#### Work required
Return nothing but the lines from the line containing "Objective — a point for each instance of the lioness's body" through the last line of the records, reproduced exactly.

"""

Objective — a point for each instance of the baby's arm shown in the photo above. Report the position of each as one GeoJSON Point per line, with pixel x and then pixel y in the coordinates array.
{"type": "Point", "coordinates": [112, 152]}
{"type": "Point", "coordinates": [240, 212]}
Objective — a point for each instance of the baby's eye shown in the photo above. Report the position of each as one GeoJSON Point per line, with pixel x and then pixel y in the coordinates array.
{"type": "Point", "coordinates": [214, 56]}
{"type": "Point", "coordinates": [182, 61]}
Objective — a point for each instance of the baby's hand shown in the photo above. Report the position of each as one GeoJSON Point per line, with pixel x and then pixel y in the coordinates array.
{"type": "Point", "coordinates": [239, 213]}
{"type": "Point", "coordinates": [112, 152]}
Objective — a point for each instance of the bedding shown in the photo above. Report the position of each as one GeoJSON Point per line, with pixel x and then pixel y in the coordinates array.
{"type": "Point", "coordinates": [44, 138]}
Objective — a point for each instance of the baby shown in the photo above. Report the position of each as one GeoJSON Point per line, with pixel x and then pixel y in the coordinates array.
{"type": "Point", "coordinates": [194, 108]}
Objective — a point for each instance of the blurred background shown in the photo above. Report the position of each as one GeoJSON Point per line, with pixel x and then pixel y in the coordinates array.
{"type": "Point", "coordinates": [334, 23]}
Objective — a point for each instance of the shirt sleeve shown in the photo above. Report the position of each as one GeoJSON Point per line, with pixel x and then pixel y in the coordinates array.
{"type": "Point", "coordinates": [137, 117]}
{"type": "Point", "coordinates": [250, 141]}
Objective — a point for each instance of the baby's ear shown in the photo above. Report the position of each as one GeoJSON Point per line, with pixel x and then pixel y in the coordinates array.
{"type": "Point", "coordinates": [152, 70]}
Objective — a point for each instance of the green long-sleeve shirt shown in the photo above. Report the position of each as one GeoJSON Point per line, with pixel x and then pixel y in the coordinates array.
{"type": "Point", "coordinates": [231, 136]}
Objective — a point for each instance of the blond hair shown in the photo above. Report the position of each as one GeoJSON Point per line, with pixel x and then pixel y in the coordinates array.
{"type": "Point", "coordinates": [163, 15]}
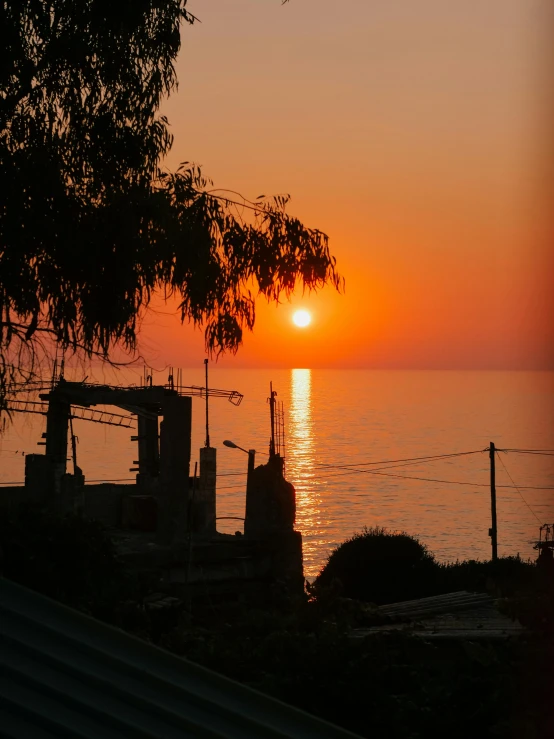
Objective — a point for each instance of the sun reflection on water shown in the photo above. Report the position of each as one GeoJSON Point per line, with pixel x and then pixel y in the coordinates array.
{"type": "Point", "coordinates": [301, 455]}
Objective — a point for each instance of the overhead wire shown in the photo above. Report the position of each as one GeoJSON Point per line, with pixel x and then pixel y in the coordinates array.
{"type": "Point", "coordinates": [518, 490]}
{"type": "Point", "coordinates": [413, 459]}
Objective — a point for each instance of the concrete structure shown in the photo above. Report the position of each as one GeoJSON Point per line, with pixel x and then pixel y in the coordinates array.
{"type": "Point", "coordinates": [167, 520]}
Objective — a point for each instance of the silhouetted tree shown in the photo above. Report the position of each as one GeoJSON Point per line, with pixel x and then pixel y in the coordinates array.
{"type": "Point", "coordinates": [90, 228]}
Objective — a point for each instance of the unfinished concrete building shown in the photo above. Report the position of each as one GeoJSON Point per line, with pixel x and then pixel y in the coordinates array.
{"type": "Point", "coordinates": [165, 522]}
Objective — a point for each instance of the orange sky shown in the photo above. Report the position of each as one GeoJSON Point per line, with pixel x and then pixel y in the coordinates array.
{"type": "Point", "coordinates": [413, 134]}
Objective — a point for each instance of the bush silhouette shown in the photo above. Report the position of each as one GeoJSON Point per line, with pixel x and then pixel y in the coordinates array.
{"type": "Point", "coordinates": [379, 566]}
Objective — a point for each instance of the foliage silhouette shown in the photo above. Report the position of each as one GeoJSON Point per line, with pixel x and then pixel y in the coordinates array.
{"type": "Point", "coordinates": [379, 566]}
{"type": "Point", "coordinates": [90, 227]}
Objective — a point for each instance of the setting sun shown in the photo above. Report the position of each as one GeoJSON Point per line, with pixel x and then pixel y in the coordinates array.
{"type": "Point", "coordinates": [302, 318]}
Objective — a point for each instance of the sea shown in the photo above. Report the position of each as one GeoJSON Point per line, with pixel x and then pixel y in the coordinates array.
{"type": "Point", "coordinates": [400, 449]}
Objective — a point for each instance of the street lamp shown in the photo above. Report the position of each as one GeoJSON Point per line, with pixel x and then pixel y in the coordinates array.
{"type": "Point", "coordinates": [232, 445]}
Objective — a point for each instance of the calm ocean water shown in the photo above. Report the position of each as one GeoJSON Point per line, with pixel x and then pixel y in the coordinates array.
{"type": "Point", "coordinates": [365, 419]}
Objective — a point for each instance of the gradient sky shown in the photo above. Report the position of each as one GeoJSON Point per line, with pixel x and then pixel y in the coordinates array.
{"type": "Point", "coordinates": [413, 134]}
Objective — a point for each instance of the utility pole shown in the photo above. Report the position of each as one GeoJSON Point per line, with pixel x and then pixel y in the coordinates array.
{"type": "Point", "coordinates": [493, 530]}
{"type": "Point", "coordinates": [207, 419]}
{"type": "Point", "coordinates": [272, 401]}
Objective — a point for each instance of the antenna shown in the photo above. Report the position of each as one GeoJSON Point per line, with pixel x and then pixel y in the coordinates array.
{"type": "Point", "coordinates": [207, 412]}
{"type": "Point", "coordinates": [272, 401]}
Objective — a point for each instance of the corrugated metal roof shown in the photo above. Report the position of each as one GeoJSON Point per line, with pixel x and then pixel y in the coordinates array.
{"type": "Point", "coordinates": [67, 675]}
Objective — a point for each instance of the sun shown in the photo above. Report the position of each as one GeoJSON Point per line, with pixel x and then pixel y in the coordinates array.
{"type": "Point", "coordinates": [302, 318]}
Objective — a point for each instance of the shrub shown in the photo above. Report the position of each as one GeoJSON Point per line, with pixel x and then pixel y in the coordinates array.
{"type": "Point", "coordinates": [379, 566]}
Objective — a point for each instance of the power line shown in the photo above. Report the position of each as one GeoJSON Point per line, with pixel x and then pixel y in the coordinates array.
{"type": "Point", "coordinates": [411, 459]}
{"type": "Point", "coordinates": [518, 490]}
{"type": "Point", "coordinates": [428, 479]}
{"type": "Point", "coordinates": [540, 452]}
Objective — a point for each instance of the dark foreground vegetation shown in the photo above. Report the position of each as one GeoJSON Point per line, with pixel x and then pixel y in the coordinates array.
{"type": "Point", "coordinates": [300, 651]}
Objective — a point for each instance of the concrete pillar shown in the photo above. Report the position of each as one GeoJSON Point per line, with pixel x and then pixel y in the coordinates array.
{"type": "Point", "coordinates": [175, 444]}
{"type": "Point", "coordinates": [57, 426]}
{"type": "Point", "coordinates": [203, 502]}
{"type": "Point", "coordinates": [148, 451]}
{"type": "Point", "coordinates": [270, 500]}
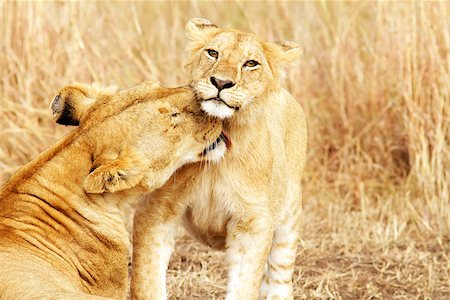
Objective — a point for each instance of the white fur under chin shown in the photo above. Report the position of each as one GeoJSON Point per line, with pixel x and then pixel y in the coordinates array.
{"type": "Point", "coordinates": [217, 109]}
{"type": "Point", "coordinates": [218, 153]}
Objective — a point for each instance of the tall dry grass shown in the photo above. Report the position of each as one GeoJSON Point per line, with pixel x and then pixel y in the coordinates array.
{"type": "Point", "coordinates": [375, 84]}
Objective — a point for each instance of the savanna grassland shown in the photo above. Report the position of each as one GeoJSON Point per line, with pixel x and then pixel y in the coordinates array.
{"type": "Point", "coordinates": [374, 81]}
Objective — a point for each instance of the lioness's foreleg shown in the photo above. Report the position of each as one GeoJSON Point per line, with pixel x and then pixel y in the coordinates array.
{"type": "Point", "coordinates": [248, 243]}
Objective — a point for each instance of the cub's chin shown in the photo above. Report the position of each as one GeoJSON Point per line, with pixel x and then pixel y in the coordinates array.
{"type": "Point", "coordinates": [216, 151]}
{"type": "Point", "coordinates": [217, 108]}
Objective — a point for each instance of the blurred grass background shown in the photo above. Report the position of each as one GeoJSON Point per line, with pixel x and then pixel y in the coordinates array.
{"type": "Point", "coordinates": [375, 84]}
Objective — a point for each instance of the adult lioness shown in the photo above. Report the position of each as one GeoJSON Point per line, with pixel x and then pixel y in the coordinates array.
{"type": "Point", "coordinates": [61, 232]}
{"type": "Point", "coordinates": [249, 202]}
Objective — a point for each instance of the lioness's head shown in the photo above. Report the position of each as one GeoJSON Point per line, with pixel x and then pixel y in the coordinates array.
{"type": "Point", "coordinates": [230, 69]}
{"type": "Point", "coordinates": [140, 135]}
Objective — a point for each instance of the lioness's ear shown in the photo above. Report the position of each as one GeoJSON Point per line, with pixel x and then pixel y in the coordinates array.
{"type": "Point", "coordinates": [122, 173]}
{"type": "Point", "coordinates": [73, 101]}
{"type": "Point", "coordinates": [282, 53]}
{"type": "Point", "coordinates": [198, 29]}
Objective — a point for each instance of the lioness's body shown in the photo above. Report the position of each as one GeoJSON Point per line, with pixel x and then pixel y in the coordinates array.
{"type": "Point", "coordinates": [248, 203]}
{"type": "Point", "coordinates": [62, 235]}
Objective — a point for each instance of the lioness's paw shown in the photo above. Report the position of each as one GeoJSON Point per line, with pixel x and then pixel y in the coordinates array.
{"type": "Point", "coordinates": [73, 101]}
{"type": "Point", "coordinates": [119, 174]}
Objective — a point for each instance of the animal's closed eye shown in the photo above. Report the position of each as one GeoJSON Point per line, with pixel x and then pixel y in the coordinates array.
{"type": "Point", "coordinates": [251, 64]}
{"type": "Point", "coordinates": [212, 54]}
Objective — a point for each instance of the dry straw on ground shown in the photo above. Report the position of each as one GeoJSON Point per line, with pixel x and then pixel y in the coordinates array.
{"type": "Point", "coordinates": [375, 84]}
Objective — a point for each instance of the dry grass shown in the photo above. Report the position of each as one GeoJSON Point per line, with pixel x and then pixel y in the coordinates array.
{"type": "Point", "coordinates": [375, 84]}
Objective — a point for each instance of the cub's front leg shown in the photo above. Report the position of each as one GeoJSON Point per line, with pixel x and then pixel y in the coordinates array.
{"type": "Point", "coordinates": [249, 238]}
{"type": "Point", "coordinates": [155, 224]}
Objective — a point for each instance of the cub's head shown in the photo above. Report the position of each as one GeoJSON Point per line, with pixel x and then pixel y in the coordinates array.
{"type": "Point", "coordinates": [230, 70]}
{"type": "Point", "coordinates": [139, 136]}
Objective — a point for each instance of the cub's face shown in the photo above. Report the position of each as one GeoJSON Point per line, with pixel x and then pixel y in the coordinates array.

"""

#### Response to this task
Objective — a point for each instance of the lioness's body shown in the photo above. Report the position of each as one GeoJSON Point per line, with pixel x and then pixel y in the coordinates array.
{"type": "Point", "coordinates": [248, 203]}
{"type": "Point", "coordinates": [62, 235]}
Objective — a point for each instance of the lioness's paw shown in the photo above. Report the position of each as one GeoJSON Point per line, with pixel x and then pixel y in the coordinates array.
{"type": "Point", "coordinates": [73, 101]}
{"type": "Point", "coordinates": [119, 174]}
Objective — a point for each instance of the animal's closed eye shown in the photo above. Report the position of each as one GeoJSON Point per line, with pixel x and then pixel y in the coordinates array.
{"type": "Point", "coordinates": [251, 64]}
{"type": "Point", "coordinates": [212, 54]}
Objective — a point for each instance of the dry straw on ground shown in the photo above. Report the position of each as one GeoJSON Point per line, with pixel x and then pixel y in the coordinates array.
{"type": "Point", "coordinates": [375, 84]}
Objective — a point for each instance of the dry grass shown in the photo above. Report the position of each as one GeoJSON Point per line, with pixel x and then pixel y in the coordinates array.
{"type": "Point", "coordinates": [375, 84]}
Objective — a point for each instance of the cub's front leg shown in the photo above. Report the position of each as one GeoJSON Point per line, with pixel x and then pixel y in the coordinates array.
{"type": "Point", "coordinates": [249, 238]}
{"type": "Point", "coordinates": [155, 224]}
Objective — a point for each instance of the cub's head shown in the photo above. Report the position of each as one GeoJSON Point per line, with pixel x and then pixel y in the coordinates array.
{"type": "Point", "coordinates": [230, 70]}
{"type": "Point", "coordinates": [139, 136]}
Objective — a point for each instance of the cub's face shown in the photo above. Report the position of each as one GeoJSON Point per line, with pixel x and then pixel y in the coordinates array.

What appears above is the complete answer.